READING TEXT:
──────

Friday, July 10, 2009

Matthew Amster-Burton's "Hungry Monkey"

Matthew Amster-Burton writes frequently for Gourmet.com, Culinate, Seattle Magazine, and the Seattle Times. He has been featured in the Best Food Writing anthology repeatedly. His food blog is Roots and Grubs.

He applied the “Page 99 Test” to his new book, Hungry Monkey: A Food-Loving Father's Quest to Raise an Adventurous Eater, and reported the following:
Hungry Monkey is about the joys and challenges of sharing food with a baby and young child. Wow, that sounds sappy, doesn't it? Let's open it to page 99 and have a look:

"We can share one cupcake because they're big," said Laurie.


"Sure!" replied Iris. "I can have my frosting and you can have the
bottom. Isn't that a good idea, Mama?"

I did my best to write something other than the typical books about kids and food, which tend to be about making homemade organic purees (boring), vegetables arranged into faces (scary), or allergies and other medical issues (really scary). This is a humor book for parents. It's about having food adventures with your kids. There are recipes and stories and lots of bad jokes.

Page 99 is typical, because it is mostly about cupcakes, and children are mostly about cupcakes. It falls in the middle of a chapter called "Sugar Makes Parents Hyper," which is about how five-year-old Iris and I enjoy sweets together and about how research has consistently shown that sugar doesn't make children hyper.

Yes, as I freely admit in the book, I'm as likely to convince parents of this as I am to convince them that getting hit on the head with an anvil doesn't cause concussions. Relax. Have a cupcake.

──────

[Collected data]

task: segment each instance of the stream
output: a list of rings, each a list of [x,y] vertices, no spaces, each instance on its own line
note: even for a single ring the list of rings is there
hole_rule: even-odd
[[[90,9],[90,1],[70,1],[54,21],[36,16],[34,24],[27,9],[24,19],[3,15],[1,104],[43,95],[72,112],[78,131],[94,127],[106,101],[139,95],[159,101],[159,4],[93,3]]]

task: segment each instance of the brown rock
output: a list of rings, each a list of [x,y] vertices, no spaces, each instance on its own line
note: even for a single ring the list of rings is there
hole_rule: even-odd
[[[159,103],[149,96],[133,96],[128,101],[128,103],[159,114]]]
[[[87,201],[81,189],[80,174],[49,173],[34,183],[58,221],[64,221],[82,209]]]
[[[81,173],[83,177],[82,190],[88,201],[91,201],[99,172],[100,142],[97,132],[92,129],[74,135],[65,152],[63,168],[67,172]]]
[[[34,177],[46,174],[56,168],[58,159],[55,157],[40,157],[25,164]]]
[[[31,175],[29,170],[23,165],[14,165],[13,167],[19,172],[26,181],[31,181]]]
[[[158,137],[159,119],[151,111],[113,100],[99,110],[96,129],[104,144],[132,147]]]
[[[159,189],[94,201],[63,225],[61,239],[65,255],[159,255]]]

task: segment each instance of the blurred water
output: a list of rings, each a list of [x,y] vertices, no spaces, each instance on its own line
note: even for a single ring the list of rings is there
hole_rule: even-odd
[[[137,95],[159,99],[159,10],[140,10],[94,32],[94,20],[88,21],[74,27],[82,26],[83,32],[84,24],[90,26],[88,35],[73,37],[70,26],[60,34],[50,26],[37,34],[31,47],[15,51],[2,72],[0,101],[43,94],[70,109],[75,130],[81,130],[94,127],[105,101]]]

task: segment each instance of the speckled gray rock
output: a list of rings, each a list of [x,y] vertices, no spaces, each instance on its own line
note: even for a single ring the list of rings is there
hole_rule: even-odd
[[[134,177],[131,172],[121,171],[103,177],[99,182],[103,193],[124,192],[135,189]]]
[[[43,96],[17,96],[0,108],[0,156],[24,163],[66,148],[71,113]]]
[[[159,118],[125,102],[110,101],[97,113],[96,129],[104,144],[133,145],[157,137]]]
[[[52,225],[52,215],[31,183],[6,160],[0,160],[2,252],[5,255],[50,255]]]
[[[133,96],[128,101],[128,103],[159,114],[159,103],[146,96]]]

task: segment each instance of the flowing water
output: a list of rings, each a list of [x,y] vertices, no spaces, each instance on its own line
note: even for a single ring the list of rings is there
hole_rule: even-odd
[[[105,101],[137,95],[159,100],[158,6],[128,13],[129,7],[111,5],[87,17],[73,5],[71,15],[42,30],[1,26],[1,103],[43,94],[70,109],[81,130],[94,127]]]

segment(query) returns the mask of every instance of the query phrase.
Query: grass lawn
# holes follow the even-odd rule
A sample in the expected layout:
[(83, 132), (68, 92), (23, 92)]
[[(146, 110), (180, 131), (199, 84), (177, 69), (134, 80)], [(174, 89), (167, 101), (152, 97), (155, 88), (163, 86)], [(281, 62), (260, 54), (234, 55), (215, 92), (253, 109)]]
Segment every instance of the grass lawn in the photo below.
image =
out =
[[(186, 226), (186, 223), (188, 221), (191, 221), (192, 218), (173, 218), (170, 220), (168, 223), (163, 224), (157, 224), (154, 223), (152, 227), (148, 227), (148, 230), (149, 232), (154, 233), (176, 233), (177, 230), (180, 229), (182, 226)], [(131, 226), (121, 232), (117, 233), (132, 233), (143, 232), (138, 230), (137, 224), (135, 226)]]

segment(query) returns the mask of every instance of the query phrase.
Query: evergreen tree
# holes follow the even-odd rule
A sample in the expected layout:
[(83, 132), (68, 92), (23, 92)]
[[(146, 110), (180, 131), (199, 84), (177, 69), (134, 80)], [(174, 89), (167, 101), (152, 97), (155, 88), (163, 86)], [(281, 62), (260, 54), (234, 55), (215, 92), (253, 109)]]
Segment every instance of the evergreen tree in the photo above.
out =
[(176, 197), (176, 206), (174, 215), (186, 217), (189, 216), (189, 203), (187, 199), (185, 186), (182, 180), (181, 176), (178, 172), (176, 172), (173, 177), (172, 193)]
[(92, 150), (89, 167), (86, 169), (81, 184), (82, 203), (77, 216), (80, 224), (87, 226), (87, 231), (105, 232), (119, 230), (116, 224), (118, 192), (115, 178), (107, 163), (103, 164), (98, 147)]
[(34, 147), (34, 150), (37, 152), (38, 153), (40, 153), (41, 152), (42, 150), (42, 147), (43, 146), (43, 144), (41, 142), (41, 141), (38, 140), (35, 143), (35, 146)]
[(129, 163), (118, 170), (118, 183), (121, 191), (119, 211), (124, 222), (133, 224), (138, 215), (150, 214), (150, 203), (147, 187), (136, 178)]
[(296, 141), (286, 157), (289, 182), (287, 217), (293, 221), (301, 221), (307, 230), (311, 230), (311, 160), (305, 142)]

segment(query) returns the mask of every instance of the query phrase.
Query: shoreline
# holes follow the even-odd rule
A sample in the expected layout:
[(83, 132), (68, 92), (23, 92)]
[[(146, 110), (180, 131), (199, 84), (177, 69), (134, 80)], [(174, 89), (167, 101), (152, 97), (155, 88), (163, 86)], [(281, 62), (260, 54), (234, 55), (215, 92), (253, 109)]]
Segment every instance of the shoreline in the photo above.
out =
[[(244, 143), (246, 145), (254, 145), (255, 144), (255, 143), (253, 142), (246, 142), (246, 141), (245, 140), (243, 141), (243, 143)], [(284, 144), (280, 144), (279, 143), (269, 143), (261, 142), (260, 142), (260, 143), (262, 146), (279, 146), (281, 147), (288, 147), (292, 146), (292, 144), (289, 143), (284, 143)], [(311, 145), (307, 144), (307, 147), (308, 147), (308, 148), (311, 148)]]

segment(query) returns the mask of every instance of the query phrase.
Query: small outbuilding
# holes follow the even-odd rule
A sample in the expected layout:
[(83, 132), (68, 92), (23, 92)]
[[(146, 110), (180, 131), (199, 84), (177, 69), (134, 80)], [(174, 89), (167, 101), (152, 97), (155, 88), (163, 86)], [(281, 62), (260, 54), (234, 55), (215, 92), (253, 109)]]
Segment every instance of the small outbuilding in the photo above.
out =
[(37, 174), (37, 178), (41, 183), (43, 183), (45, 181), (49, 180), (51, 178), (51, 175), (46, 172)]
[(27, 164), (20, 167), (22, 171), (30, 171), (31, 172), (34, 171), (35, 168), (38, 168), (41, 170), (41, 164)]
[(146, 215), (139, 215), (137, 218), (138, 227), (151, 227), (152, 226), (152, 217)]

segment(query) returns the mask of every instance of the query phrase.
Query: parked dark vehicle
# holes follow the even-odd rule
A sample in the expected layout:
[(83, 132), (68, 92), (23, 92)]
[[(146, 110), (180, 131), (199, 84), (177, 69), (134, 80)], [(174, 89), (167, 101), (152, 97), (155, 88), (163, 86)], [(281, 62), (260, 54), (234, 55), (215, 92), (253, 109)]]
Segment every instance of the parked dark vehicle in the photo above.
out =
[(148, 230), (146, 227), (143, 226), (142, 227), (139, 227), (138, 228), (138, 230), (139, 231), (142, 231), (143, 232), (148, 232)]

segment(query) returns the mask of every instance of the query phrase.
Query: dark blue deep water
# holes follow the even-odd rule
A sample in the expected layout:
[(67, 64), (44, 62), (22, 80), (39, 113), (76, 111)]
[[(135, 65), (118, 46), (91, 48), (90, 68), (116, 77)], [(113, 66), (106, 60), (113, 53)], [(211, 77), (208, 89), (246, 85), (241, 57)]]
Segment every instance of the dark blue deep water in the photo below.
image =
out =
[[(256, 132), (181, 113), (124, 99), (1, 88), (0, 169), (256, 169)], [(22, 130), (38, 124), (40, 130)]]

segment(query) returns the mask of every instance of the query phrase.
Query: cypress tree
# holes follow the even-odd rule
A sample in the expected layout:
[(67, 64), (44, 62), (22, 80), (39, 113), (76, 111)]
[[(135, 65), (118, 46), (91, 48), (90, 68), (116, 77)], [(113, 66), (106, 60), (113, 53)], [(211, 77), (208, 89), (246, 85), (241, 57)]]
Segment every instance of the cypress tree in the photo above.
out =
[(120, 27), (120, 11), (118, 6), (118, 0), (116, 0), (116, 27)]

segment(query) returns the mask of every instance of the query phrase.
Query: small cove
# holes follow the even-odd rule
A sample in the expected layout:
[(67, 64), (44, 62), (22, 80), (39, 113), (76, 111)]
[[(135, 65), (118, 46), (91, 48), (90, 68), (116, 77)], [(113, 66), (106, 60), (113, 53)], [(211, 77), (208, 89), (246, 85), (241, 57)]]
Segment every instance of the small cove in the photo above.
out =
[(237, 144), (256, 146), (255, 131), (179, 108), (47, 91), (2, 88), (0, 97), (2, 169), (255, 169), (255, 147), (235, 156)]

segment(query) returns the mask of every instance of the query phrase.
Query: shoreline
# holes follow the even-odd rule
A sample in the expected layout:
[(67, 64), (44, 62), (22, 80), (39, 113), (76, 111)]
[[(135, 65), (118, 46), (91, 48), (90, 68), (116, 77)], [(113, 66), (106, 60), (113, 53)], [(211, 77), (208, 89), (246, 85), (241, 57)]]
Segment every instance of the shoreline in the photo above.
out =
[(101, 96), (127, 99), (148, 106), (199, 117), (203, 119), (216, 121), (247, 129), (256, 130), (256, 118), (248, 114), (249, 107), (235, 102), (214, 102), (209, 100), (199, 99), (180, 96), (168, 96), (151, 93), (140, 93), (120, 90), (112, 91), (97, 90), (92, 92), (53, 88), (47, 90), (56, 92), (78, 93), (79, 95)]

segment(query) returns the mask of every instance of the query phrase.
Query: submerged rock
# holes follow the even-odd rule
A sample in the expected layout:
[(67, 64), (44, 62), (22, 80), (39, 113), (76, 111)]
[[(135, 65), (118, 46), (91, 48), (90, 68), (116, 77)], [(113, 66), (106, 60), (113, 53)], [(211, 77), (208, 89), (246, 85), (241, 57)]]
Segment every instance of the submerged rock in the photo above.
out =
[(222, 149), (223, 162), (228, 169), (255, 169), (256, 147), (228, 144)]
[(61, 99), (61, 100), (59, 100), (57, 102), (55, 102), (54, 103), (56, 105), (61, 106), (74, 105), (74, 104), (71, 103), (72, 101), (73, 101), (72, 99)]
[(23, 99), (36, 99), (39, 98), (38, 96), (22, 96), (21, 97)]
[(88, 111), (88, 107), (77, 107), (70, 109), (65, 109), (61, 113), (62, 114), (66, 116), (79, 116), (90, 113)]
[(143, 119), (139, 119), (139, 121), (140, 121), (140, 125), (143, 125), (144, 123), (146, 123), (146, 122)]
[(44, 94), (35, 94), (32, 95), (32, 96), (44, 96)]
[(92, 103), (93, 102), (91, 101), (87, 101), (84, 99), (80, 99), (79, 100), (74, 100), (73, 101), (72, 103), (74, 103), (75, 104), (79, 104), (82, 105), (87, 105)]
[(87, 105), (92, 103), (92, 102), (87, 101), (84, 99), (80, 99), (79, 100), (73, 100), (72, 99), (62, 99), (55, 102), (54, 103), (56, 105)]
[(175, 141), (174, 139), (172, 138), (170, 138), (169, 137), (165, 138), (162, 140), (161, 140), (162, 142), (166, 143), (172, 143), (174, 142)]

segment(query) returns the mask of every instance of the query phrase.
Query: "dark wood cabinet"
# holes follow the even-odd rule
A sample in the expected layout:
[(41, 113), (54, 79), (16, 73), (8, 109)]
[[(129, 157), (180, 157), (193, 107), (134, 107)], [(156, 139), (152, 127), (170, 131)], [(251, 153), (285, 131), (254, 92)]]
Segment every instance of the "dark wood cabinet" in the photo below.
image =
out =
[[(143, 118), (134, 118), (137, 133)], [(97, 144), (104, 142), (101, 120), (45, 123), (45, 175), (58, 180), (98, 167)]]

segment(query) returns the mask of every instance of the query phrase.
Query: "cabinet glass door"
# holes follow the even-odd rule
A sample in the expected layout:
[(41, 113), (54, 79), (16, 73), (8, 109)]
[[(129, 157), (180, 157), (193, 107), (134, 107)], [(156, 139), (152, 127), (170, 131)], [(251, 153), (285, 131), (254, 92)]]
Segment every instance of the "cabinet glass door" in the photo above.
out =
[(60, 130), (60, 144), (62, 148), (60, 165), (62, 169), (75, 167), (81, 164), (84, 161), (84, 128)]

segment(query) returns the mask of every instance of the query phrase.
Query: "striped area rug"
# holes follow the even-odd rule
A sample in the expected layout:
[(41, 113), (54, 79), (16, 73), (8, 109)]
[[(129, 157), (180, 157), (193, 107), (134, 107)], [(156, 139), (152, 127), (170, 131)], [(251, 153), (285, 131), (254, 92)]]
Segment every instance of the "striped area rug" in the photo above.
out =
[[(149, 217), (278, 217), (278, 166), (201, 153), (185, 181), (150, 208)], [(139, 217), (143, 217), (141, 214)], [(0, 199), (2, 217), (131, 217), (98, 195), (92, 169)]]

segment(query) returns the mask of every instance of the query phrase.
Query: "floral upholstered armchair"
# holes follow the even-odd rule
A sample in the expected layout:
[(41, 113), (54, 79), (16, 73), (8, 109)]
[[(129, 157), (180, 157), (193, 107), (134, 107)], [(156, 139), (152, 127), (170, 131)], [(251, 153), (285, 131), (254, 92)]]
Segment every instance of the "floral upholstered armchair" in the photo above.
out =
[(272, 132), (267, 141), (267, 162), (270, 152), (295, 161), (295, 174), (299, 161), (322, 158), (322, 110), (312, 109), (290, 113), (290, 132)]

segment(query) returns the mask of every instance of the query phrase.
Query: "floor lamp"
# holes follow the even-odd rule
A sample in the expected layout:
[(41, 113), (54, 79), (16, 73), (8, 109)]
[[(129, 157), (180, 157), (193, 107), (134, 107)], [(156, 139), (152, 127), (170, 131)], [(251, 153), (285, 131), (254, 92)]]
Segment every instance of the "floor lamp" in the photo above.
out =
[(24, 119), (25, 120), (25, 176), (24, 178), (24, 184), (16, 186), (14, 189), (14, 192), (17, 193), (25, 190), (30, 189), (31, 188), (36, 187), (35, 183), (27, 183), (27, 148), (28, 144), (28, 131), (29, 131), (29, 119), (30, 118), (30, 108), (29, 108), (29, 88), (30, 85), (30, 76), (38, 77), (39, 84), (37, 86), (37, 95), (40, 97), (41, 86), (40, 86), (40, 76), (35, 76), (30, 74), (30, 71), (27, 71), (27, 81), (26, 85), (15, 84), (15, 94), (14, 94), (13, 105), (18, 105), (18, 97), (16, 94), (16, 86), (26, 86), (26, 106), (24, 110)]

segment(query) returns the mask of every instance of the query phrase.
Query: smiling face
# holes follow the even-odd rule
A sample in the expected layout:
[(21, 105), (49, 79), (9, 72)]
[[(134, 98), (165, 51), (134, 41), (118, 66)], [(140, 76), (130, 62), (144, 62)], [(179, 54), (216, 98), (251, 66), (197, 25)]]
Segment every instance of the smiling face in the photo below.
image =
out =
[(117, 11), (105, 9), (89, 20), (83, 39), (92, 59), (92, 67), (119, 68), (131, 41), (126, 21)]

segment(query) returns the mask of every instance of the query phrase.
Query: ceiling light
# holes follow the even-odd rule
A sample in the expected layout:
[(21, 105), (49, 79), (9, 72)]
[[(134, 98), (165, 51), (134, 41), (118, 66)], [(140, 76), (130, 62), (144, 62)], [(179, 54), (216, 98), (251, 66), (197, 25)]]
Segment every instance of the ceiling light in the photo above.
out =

──────

TASKS TO PERFORM:
• 1. Output the portion of the Hungry Monkey article starting with "I did my best" and going on through "Have a cupcake.".
• 2. In the Hungry Monkey article, what is the title of the chapter that contains page 99?
The collected data is not needed for anything asked here.

SOLUTION SET:
• 1.
I did my best to write something other than the typical books about kids and food, which tend to be about making homemade organic purees (boring), vegetables arranged into faces (scary), or allergies and other medical issues (really scary). This is a humor book for parents. It's about having food adventures with your kids. There are recipes and stories and lots of bad jokes.

Page 99 is typical, because it is mostly about cupcakes, and children are mostly about cupcakes. It falls in the middle of a chapter called "Sugar Makes Parents Hyper," which is about how five-year-old Iris and I enjoy sweets together and about how research has consistently shown that sugar doesn't make children hyper.

Yes, as I freely admit in the book, I'm as likely to convince parents of this as I am to convince them that getting hit on the head with an anvil doesn't cause concussions. Relax. Have a cupcake.

• 2. "Sugar Makes Parents Hyper"